Start of RECORDS PROVIDED

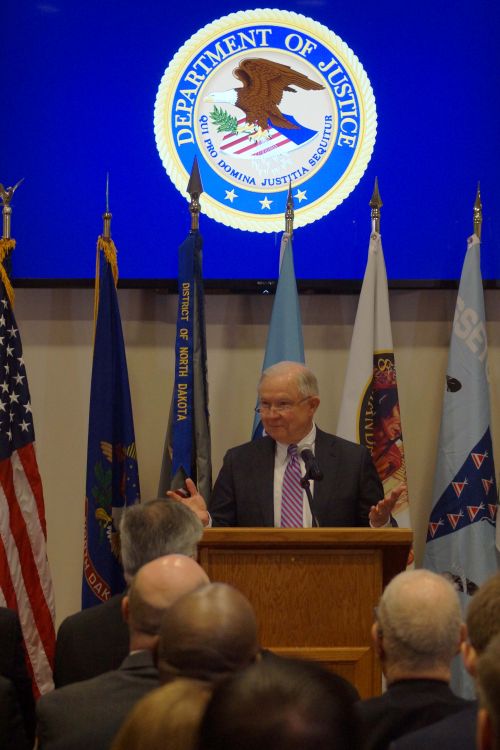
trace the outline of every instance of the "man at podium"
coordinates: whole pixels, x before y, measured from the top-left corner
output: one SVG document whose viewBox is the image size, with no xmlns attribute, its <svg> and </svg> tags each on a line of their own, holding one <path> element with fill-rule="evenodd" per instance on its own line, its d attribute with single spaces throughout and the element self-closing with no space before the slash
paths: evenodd
<svg viewBox="0 0 500 750">
<path fill-rule="evenodd" d="M 228 450 L 208 508 L 191 479 L 189 497 L 168 494 L 205 526 L 389 525 L 406 486 L 384 498 L 369 451 L 316 426 L 319 403 L 316 377 L 305 365 L 272 365 L 258 386 L 265 434 Z"/>
</svg>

End of RECORDS PROVIDED

* _YOUR TASK_
Give the number of lines in the listing that contain the word "instance", leaving out all other words.

* _ANSWER AREA_
2